- _The records_
————————

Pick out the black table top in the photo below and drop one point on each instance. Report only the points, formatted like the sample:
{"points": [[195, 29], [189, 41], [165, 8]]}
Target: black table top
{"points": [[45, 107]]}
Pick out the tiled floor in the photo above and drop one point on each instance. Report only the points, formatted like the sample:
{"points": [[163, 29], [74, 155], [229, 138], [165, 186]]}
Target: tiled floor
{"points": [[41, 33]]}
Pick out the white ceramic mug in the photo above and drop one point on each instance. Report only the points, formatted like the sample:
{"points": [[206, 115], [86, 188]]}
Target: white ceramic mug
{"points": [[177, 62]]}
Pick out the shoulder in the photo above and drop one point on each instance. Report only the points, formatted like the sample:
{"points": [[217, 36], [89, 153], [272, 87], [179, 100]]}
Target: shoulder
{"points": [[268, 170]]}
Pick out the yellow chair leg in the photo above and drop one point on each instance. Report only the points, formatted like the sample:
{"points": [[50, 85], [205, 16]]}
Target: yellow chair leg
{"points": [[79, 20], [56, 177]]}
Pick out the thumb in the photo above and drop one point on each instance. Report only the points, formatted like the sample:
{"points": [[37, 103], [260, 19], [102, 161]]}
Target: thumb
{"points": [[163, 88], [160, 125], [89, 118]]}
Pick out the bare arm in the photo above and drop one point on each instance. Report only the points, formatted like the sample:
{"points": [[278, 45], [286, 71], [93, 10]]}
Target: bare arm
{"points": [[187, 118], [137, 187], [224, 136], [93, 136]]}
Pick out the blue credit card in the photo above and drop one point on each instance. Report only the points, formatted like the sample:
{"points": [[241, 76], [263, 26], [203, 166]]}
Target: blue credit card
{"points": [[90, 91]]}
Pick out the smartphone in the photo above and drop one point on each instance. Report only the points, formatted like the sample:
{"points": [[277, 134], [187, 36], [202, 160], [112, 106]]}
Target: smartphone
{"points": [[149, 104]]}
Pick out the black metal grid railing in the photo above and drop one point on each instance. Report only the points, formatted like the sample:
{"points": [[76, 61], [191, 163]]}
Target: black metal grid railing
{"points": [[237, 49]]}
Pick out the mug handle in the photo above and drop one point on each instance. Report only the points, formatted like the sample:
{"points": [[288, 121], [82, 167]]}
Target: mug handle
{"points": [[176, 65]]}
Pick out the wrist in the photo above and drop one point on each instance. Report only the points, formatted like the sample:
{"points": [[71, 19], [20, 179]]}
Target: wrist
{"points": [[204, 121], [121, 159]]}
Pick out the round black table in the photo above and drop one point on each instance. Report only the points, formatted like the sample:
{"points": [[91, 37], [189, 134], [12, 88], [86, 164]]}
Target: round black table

————————

- _What needs to be done_
Going through the material above, reproduce every line exactly.

- _Problem solution_
Pick out the black table top in the photo below and drop one point on each instance. Report only the points, formatted like the sample:
{"points": [[195, 29], [189, 41], [165, 8]]}
Target: black table top
{"points": [[45, 107]]}
Pick out the tiled floor in the photo above and drop one point on each instance. Report only the points, formatted like the sample:
{"points": [[163, 29], [74, 155], [229, 138], [165, 186]]}
Target: tiled floor
{"points": [[41, 33]]}
Pick out the white ceramic mug in the photo above and drop one point on each instance. Report only the points, formatted like the sample:
{"points": [[206, 115], [86, 188]]}
Target: white ceramic mug
{"points": [[177, 62]]}
Pick out the shoulder in the photo above and drop one point on each instance. Report only the points, formatted like the sample:
{"points": [[217, 36], [89, 153], [272, 87], [179, 100]]}
Target: shoulder
{"points": [[268, 170]]}
Pick out the yellow chair leg in the photo above and drop one point on each instance. Report only the points, formatted like the sample:
{"points": [[50, 85], [205, 16]]}
Target: yellow chair leg
{"points": [[79, 20], [56, 177]]}
Pick out the thumb in the photo above and drop one point on each instance. Report only the points, formatted like the sample:
{"points": [[37, 103], [260, 19], [102, 161]]}
Target: thumb
{"points": [[163, 88], [160, 125], [89, 118]]}
Pick out the bare arm in the photo above and drop one point on each instance. Report only the points, formatted like the sample:
{"points": [[278, 45], [286, 71], [93, 10]]}
Target: bare arm
{"points": [[187, 118], [137, 187], [224, 136], [93, 136]]}
Pick out the blue credit card in the photo above and drop one point on each instance. Report only the points, formatted like the sample:
{"points": [[241, 76], [263, 26], [203, 166]]}
Target: blue credit card
{"points": [[90, 91]]}
Pick out the smartphone in the photo above and drop one point on each instance. Report only the points, formatted like the sample:
{"points": [[277, 134], [187, 36], [202, 160], [112, 106]]}
Target: smartphone
{"points": [[149, 104]]}
Pick out the black metal grid railing in the photo above and drop one point on each instance. Report only the points, formatted like the sample:
{"points": [[76, 61], [191, 163]]}
Target: black metal grid railing
{"points": [[237, 49]]}
Pick out the mug handle in the photo above and drop one point on each instance. Report only the points, formatted like the sample:
{"points": [[288, 121], [82, 167]]}
Target: mug handle
{"points": [[176, 65]]}
Pick out the wrist in the photo above and drop one point on each instance. Report only the points, formatted like the sample:
{"points": [[71, 19], [20, 179]]}
Target: wrist
{"points": [[204, 121], [121, 159]]}
Pick out the round black table in the photo above and drop one point on each instance. Report only the points, formatted like the sample:
{"points": [[91, 37], [189, 134], [12, 88], [86, 164]]}
Target: round black table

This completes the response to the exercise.